What to produce ->
Rewrite the data below as a numbered list with one entry per line, skipping blank lines. Leave out any pictures.

Source data ->

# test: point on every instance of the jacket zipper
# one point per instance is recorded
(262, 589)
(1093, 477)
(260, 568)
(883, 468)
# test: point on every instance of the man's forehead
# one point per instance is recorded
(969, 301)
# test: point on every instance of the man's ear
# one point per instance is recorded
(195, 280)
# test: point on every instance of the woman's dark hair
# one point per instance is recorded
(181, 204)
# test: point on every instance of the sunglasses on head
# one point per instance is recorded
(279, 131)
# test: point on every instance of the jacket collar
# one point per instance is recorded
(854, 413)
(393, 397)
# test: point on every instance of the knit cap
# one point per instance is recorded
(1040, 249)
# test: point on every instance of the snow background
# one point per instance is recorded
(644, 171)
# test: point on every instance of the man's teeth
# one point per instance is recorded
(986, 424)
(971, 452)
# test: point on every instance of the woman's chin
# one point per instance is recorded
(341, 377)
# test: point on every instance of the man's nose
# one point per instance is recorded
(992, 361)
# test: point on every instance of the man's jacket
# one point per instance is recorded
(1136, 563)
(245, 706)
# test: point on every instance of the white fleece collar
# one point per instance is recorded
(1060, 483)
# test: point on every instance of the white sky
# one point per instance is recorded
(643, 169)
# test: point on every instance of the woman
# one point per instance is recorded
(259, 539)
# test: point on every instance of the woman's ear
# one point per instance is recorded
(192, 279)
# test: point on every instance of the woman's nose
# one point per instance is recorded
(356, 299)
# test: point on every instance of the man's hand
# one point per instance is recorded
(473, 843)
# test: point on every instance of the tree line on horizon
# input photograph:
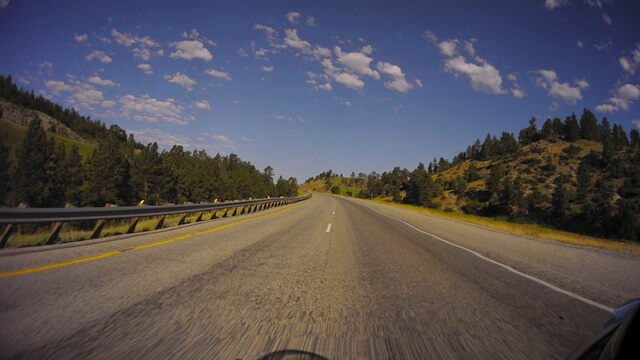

Answer to the problem ->
1. # test: point on every instance of the jacket zipper
2. # one point per instance is recorded
3. (262, 589)
4. (1093, 477)
5. (260, 568)
6. (883, 468)
7. # test: point on every instance of the man's forehead
8. # one point per instance is recorded
9. (969, 301)
10. # test: point on every instance of the man's ear
11. # one point per instance is recorded
12. (195, 280)
13. # test: point on every instance of the woman's dark hair
14. # one point per instance is recorded
15. (181, 204)
16. # test: point on every instance of the sunglasses on head
17. # one point per instance is recorded
18. (279, 131)
19. # test: point on every instance of the jacket collar
20. # one point per instance is recorded
21. (854, 413)
22. (393, 397)
23. # test: point on every instance of the knit cap
24. # one point per instance is recorded
25. (1040, 249)
26. # test: point on every instance of the snow background
27. # one point per instance is recorded
28. (644, 171)
29. # test: point on every instance of the man's teeth
30. # one point per instance is recorded
31. (986, 424)
32. (971, 452)
33. # test: point on every instance of the woman's chin
34. # one point per instance is recorded
35. (341, 377)
36. # test: point on every instance of the man's nose
37. # one point per instance is recorded
38. (992, 361)
39. # test: point on every instance of the man's jacket
40. # one point per instance is recorded
41. (1136, 563)
42. (245, 706)
43. # test: point on every instance of the white fleece collar
44. # one point per instance is recorded
45. (1060, 483)
46. # test: point on every instance of the white sky
47. # one point per instance is recorded
48. (643, 169)
49. # test: point on every instance of the woman
50. # one point per instance is recorded
51. (259, 539)
52. # test: point on every instance of the woman's ear
53. # one point per instance is recorded
54. (192, 279)
55. # test: point on every instance of the woman's nose
56. # one point per instance is recorded
57. (356, 299)
58. # test: point on every instance of the man's hand
59. # one point per instance is recorded
60. (473, 843)
61. # test: point on every instance of the tree line on horizon
62. # input photograph:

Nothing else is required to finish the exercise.